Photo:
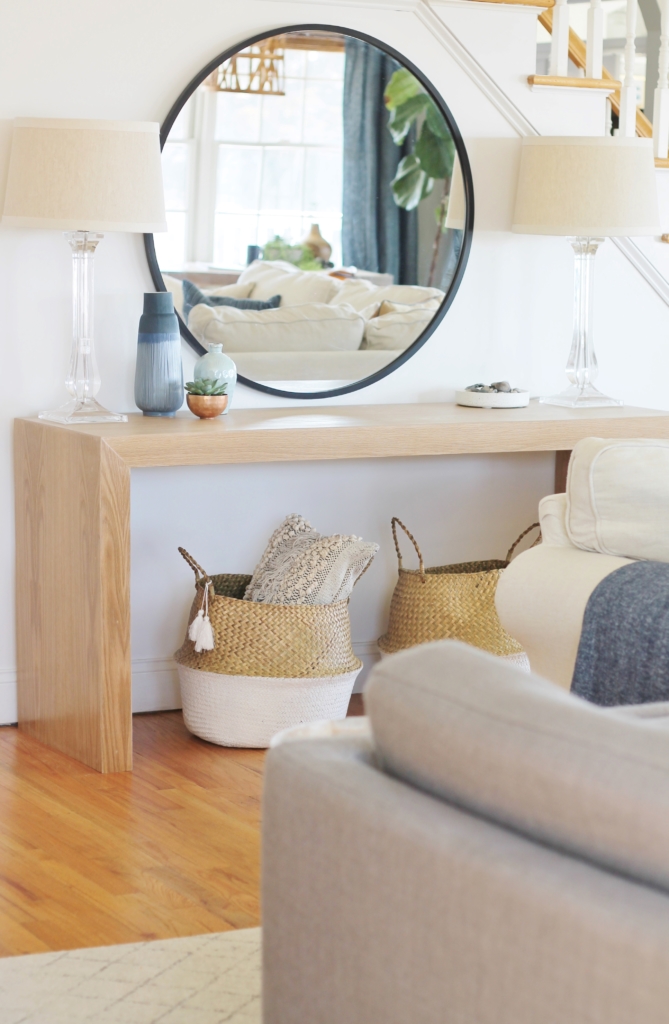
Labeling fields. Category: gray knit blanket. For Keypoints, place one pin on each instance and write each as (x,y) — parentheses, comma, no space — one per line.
(624,649)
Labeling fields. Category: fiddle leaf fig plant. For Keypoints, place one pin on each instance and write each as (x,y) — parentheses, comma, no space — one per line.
(433,153)
(209,387)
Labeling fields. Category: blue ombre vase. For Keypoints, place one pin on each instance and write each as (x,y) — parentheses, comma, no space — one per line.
(216,366)
(159,377)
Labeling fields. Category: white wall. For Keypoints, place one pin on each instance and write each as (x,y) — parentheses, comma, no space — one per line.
(511,317)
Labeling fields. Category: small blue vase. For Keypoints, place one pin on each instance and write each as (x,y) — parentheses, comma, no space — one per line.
(216,366)
(159,377)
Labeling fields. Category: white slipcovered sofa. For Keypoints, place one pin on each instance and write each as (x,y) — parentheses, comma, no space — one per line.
(324,328)
(616,510)
(496,851)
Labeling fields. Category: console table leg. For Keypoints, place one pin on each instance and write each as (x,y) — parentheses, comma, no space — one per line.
(561,466)
(73,594)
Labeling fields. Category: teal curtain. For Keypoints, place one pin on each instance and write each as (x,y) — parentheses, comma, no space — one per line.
(376,233)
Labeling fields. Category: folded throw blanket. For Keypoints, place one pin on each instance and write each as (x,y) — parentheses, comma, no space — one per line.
(623,653)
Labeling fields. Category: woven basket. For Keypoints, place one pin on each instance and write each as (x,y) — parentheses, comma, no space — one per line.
(448,602)
(274,666)
(288,641)
(248,711)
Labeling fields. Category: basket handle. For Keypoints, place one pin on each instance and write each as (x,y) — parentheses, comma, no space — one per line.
(200,573)
(524,534)
(394,522)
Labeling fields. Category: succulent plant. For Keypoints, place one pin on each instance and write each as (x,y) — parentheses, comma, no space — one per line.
(209,388)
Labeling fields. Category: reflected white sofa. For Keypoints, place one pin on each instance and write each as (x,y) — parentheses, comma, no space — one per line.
(616,510)
(495,852)
(324,328)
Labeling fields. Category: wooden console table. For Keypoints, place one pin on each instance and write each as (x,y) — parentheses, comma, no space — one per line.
(73,527)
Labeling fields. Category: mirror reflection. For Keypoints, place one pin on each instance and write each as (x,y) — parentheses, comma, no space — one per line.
(315,219)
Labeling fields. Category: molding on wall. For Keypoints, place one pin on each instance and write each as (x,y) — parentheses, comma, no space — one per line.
(7,696)
(156,684)
(645,267)
(512,114)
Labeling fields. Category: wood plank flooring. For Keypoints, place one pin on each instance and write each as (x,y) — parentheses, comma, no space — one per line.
(169,849)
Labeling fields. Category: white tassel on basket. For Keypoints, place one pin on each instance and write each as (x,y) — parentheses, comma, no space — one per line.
(200,630)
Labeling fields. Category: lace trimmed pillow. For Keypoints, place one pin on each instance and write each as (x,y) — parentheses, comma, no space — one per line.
(299,566)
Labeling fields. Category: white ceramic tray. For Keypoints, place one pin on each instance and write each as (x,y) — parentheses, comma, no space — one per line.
(493,399)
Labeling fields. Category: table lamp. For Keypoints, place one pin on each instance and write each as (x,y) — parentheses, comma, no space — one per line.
(587,189)
(84,177)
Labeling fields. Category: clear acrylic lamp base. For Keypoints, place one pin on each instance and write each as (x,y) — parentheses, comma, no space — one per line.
(83,379)
(82,411)
(582,365)
(581,397)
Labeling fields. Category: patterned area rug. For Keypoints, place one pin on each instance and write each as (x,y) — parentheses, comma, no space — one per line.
(208,979)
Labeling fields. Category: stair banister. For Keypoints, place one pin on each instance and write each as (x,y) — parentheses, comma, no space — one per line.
(661,99)
(627,123)
(559,39)
(594,53)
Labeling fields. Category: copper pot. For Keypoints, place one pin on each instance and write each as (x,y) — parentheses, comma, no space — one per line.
(207,406)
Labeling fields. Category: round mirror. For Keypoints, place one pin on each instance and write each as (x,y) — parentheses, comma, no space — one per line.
(320,209)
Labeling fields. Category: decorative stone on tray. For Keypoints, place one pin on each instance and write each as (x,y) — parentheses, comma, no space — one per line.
(500,394)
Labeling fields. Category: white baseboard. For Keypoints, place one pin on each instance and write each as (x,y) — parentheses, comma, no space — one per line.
(156,685)
(8,714)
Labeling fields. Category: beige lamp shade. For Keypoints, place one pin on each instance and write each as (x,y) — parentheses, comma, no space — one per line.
(457,211)
(589,187)
(85,175)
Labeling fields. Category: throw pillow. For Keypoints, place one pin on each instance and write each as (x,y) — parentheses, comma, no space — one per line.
(311,328)
(299,566)
(281,544)
(194,297)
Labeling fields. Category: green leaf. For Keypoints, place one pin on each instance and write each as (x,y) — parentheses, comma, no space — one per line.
(435,120)
(207,386)
(435,155)
(411,183)
(403,86)
(404,116)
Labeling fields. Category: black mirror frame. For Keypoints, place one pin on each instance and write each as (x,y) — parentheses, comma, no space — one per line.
(468,192)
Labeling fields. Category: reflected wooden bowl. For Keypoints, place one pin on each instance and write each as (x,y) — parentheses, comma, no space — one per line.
(207,406)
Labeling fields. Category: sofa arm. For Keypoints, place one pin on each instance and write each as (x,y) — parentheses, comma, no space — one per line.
(384,905)
(541,599)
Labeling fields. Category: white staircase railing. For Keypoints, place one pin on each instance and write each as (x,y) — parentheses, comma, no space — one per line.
(588,57)
(595,49)
(661,103)
(627,116)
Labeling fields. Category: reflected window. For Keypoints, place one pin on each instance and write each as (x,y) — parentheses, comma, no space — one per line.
(243,167)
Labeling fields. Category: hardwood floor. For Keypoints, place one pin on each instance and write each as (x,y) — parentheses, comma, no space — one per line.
(169,849)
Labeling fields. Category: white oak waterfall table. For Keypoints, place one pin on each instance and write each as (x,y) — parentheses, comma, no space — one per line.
(73,527)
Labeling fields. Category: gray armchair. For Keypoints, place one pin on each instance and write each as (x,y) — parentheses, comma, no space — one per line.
(496,852)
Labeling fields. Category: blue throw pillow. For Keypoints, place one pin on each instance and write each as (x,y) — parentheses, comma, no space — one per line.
(194,297)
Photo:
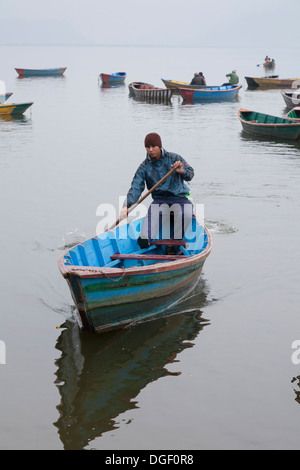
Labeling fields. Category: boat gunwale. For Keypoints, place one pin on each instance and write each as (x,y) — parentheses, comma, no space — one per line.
(210,90)
(10,105)
(292,122)
(41,70)
(68,270)
(135,88)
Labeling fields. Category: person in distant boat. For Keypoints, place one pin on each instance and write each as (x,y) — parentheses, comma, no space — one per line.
(198,79)
(233,78)
(170,197)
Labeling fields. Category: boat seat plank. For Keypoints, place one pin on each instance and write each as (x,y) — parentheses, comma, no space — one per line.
(146,257)
(169,242)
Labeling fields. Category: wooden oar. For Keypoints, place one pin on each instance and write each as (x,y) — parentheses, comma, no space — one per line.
(142,198)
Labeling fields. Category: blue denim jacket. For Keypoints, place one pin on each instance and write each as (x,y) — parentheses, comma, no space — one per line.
(150,172)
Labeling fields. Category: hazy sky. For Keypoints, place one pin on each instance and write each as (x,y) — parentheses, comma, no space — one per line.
(263,23)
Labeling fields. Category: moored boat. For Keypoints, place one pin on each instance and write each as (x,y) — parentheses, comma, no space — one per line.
(41,72)
(13,108)
(114,283)
(267,125)
(174,85)
(148,92)
(294,114)
(113,78)
(4,97)
(272,81)
(217,93)
(291,98)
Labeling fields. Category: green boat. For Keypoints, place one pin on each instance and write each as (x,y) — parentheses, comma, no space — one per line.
(294,114)
(267,125)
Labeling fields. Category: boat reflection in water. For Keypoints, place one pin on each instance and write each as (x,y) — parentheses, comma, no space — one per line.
(99,376)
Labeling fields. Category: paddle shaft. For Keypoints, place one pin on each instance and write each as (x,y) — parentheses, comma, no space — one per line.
(143,197)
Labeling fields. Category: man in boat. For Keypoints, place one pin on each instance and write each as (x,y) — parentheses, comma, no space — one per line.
(170,197)
(233,79)
(198,79)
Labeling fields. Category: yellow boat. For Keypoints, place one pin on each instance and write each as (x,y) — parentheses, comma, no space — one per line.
(13,108)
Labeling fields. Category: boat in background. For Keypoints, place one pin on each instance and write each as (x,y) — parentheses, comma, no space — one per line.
(271,81)
(147,92)
(269,64)
(294,114)
(13,109)
(174,85)
(113,78)
(41,72)
(267,125)
(4,97)
(115,283)
(291,98)
(218,93)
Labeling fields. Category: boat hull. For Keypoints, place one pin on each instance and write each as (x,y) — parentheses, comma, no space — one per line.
(174,85)
(294,114)
(41,72)
(274,127)
(110,293)
(210,94)
(271,82)
(13,109)
(104,305)
(114,78)
(151,94)
(4,97)
(291,99)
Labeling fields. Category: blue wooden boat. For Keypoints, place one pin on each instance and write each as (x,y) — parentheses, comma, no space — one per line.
(13,109)
(216,93)
(294,114)
(147,92)
(4,97)
(115,283)
(174,85)
(41,72)
(267,125)
(113,78)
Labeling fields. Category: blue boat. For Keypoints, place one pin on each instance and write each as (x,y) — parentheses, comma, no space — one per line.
(4,97)
(41,72)
(216,93)
(114,283)
(113,78)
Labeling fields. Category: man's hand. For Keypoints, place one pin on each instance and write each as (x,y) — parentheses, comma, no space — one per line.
(179,167)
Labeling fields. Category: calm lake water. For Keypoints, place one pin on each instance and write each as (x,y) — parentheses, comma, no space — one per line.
(217,375)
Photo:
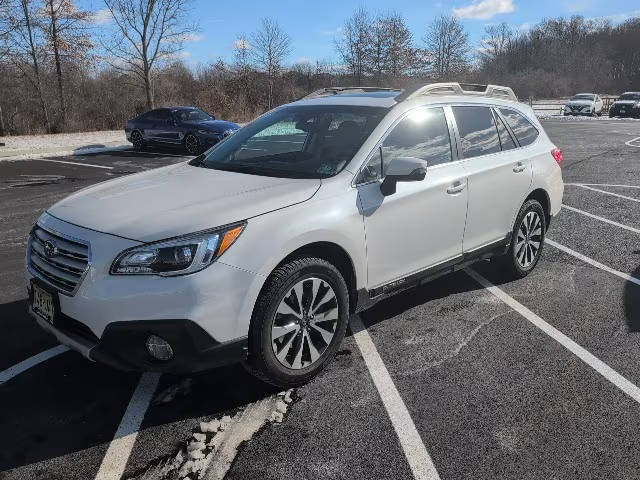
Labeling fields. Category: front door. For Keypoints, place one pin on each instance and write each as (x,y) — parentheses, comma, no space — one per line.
(422,223)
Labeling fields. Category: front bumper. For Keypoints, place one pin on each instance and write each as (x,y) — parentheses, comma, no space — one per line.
(109,317)
(122,345)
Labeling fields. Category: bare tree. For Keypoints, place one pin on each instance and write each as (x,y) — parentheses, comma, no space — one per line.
(65,27)
(271,45)
(403,56)
(495,42)
(241,52)
(378,48)
(24,45)
(448,45)
(353,45)
(150,32)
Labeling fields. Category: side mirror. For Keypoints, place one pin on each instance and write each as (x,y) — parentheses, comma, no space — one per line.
(402,169)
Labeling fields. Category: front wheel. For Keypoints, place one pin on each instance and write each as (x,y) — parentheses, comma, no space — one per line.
(298,322)
(137,141)
(527,240)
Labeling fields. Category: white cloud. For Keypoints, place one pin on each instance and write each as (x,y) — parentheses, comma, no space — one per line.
(619,17)
(334,32)
(101,16)
(191,37)
(484,9)
(241,44)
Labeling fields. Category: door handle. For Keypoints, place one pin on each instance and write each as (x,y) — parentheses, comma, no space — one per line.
(456,187)
(520,167)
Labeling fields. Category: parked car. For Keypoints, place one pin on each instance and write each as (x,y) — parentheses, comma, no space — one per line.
(584,104)
(187,126)
(627,105)
(260,249)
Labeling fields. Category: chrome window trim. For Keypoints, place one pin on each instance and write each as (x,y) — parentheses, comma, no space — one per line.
(36,274)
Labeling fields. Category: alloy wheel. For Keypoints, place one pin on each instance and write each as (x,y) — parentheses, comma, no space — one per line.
(136,140)
(304,323)
(528,239)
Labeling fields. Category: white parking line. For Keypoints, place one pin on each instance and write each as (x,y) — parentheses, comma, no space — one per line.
(602,219)
(416,453)
(603,185)
(590,261)
(73,163)
(633,140)
(594,362)
(607,193)
(18,368)
(115,460)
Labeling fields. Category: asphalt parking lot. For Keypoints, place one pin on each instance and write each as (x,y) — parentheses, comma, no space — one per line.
(480,378)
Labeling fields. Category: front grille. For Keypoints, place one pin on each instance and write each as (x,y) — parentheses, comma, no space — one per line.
(58,260)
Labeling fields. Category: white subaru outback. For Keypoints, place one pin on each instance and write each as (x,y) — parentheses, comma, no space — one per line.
(260,249)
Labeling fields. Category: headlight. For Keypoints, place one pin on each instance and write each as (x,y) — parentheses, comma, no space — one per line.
(177,256)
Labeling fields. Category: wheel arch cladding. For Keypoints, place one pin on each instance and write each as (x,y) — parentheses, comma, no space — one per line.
(542,197)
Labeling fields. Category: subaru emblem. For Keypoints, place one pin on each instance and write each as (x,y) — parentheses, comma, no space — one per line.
(50,249)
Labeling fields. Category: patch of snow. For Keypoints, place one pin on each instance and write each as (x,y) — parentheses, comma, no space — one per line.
(37,146)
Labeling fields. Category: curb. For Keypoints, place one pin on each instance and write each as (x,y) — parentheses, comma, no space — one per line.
(65,153)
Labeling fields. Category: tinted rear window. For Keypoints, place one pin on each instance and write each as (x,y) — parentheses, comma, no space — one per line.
(477,131)
(521,127)
(506,141)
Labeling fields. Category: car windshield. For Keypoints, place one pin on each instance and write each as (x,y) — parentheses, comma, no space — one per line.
(296,142)
(191,115)
(583,96)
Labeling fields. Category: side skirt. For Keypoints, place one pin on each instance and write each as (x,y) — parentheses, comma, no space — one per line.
(368,298)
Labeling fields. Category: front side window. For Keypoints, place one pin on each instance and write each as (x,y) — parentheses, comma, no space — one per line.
(477,129)
(423,133)
(296,141)
(191,115)
(522,128)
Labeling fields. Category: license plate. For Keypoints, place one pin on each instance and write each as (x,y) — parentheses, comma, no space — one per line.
(42,303)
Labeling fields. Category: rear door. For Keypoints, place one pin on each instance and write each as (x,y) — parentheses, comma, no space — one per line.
(165,130)
(499,174)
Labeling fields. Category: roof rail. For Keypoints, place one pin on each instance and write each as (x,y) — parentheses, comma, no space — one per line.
(455,88)
(324,92)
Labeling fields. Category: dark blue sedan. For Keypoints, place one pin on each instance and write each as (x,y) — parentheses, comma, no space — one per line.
(187,126)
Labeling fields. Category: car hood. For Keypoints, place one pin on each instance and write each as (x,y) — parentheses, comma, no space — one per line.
(215,125)
(177,200)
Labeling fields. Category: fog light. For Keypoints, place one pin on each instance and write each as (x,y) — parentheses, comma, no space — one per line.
(159,348)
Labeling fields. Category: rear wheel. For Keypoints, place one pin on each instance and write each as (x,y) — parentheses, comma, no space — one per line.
(298,322)
(527,240)
(137,140)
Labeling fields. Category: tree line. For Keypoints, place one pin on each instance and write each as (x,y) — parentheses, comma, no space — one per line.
(65,69)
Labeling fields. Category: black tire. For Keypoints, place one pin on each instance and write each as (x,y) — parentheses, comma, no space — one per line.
(192,144)
(513,267)
(262,361)
(137,140)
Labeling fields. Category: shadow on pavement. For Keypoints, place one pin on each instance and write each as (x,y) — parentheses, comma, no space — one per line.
(632,303)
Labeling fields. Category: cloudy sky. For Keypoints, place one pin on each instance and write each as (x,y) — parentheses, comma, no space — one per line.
(314,25)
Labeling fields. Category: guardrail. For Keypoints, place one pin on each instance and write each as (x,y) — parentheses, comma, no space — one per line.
(558,105)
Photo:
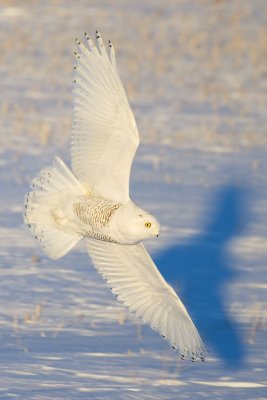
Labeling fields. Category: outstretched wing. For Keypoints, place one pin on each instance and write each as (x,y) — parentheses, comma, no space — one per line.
(104,132)
(134,278)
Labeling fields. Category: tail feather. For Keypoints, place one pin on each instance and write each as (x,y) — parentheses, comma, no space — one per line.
(44,213)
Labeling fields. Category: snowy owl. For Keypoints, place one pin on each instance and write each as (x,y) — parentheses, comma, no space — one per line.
(92,200)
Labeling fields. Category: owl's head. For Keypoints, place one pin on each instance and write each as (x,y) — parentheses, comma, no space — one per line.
(133,224)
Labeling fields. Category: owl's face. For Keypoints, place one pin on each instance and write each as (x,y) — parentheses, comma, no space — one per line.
(133,224)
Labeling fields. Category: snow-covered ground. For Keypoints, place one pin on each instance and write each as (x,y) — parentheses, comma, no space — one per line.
(196,76)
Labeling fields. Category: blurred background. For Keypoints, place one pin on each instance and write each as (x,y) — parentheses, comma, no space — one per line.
(196,76)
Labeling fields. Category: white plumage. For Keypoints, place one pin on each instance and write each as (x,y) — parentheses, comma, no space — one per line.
(93,201)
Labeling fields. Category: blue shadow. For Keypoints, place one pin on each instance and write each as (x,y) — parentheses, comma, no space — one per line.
(201,271)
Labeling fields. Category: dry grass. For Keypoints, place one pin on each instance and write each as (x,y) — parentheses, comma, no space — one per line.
(196,72)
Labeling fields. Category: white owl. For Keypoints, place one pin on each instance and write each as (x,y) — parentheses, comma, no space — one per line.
(92,201)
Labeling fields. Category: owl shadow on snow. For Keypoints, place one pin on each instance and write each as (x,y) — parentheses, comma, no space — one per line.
(200,271)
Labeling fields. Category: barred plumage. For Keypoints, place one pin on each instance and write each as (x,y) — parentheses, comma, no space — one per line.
(93,201)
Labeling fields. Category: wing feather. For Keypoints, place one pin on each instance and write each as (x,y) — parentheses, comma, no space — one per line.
(104,132)
(134,278)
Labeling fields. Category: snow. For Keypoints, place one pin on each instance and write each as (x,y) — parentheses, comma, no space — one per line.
(195,73)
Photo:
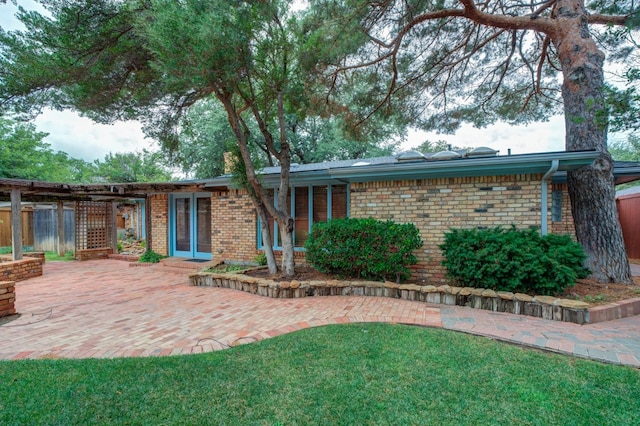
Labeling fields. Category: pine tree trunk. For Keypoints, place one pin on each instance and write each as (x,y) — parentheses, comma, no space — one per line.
(591,188)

----

Reproduce, word for word, every line from the one that contains "Labeling fields. Category: blue shadow." to the end of the data, including both ends; omit all pictures.

Labeling fields. Category: blue shadow. For Keypoints, place one pin on each instance and write each as (x,y) — parentheses, comma, no space — one per line.
(201,271)
Labeling fields. Category: dry grass. For Keypoints, place one pin on each instance and write each as (x,y) — parentheses, comma, no space — one per line.
(196,72)
Labeling fields. Category: white owl. For Keypoints, place one pin on each instance and write each as (x,y) — parentheses, comma, no space — one per line.
(92,201)
Labeling fields. Category: owl shadow on snow. For Keypoints, place one pin on each instance and write each as (x,y) — parentheses, comma, no space — one per line.
(200,271)
Labeling fields. Category: barred plumage. For Keypoints, place one pin on each instance and write each as (x,y) — parentheses, comma, no space — one per line.
(93,201)
Labeling fields. Category: wing feather. For Keypoints, place one pin on each instance and write each as (x,y) — parentheses, comma, no space — one per line.
(104,132)
(134,278)
Labeling fields. Category: snow. For Keypoints, place one pin on each instance and write each as (x,y) — parentheses, comma, no space — one per line.
(195,73)
Photo:
Labeling fields. Category: pine tree trunk. For Keypoints, place one pin on each instance and write each as (x,y) — parentheses, comma, no space — one per line.
(591,188)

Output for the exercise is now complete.